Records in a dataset
-- begin --
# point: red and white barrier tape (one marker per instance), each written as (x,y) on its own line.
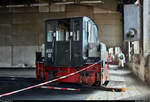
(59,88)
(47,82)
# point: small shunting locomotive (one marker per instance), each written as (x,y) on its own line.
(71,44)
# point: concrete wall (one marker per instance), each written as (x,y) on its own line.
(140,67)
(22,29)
-- end --
-- begin --
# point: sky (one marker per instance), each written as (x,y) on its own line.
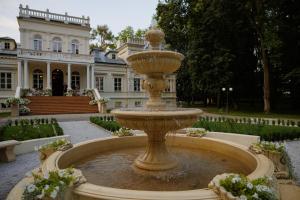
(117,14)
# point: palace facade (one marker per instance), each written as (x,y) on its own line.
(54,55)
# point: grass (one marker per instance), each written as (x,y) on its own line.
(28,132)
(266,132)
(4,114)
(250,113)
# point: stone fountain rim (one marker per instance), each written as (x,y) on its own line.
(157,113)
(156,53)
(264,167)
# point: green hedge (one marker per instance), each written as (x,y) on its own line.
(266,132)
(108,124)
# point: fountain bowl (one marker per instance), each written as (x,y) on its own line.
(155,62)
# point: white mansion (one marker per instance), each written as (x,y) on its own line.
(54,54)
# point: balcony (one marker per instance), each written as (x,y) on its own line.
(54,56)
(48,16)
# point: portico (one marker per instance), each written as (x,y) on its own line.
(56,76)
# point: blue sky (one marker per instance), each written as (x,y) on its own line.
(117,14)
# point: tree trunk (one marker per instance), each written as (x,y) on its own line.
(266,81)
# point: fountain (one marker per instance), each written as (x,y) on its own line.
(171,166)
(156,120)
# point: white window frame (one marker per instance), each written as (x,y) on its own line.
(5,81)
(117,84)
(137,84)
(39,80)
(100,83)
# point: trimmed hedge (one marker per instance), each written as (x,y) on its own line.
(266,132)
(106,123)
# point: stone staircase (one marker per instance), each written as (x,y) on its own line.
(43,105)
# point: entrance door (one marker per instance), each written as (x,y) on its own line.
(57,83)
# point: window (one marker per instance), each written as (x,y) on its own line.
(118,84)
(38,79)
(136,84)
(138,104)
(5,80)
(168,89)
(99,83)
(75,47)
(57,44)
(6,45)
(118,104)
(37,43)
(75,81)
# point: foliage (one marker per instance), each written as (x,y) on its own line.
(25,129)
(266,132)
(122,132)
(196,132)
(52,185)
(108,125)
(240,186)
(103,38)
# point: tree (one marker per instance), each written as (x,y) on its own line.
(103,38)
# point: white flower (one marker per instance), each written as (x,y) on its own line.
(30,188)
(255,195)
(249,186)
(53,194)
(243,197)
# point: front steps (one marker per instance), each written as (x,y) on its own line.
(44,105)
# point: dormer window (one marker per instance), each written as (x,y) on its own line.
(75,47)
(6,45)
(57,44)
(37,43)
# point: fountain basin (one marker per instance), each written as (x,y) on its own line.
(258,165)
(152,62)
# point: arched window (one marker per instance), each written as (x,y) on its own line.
-- end --
-- begin --
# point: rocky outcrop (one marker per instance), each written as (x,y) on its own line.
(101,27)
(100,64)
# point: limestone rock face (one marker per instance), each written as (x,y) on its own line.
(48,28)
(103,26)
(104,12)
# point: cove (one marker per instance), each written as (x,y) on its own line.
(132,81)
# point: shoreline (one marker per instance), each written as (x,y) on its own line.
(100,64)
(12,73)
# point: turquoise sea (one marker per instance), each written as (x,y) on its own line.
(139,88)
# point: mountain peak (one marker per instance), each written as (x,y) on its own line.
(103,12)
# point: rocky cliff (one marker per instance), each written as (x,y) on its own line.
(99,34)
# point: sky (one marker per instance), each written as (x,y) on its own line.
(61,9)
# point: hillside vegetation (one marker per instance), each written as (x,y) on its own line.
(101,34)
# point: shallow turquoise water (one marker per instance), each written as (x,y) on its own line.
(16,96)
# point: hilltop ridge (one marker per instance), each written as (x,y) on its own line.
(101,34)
-- end --
Work required:
Write out the records again from the line with "# point: stone staircase" to the line with "# point: arched", substituting "pin" for every "marker" and keeping everything else the same.

Problem solution:
# point: stone staircase (one pin per instance), each written as (x,y) on its own line.
(43,105)
# point: entrance door (one pin per instance), each written as (x,y) on its own line.
(57,83)
# point: window (one pin per instance), each written as (x,y) on its own line.
(118,84)
(38,79)
(136,84)
(138,104)
(5,80)
(168,89)
(99,83)
(75,47)
(57,44)
(6,45)
(118,104)
(37,43)
(75,81)
# point: foliage (one pin per instance), each written as (x,y) on its own line.
(25,129)
(266,132)
(122,132)
(196,132)
(52,185)
(108,125)
(240,186)
(103,38)
# point: tree (one pin per instance), each written as (x,y) on its own line.
(103,38)
# point: white flower (one pin per instance), each written as (x,y) on its own line.
(30,188)
(255,195)
(249,186)
(53,194)
(243,197)
# point: front steps (one pin per instance), each written as (x,y) on its own line.
(44,105)
# point: dormer window (one pin per instance), each written as (x,y) on its own line.
(75,47)
(6,45)
(57,44)
(37,43)
# point: fountain basin (one pin per instance), each written as (x,y) on its own line.
(258,165)
(152,62)
# point: arched window (one pin per instance), each written as (x,y) on its own line.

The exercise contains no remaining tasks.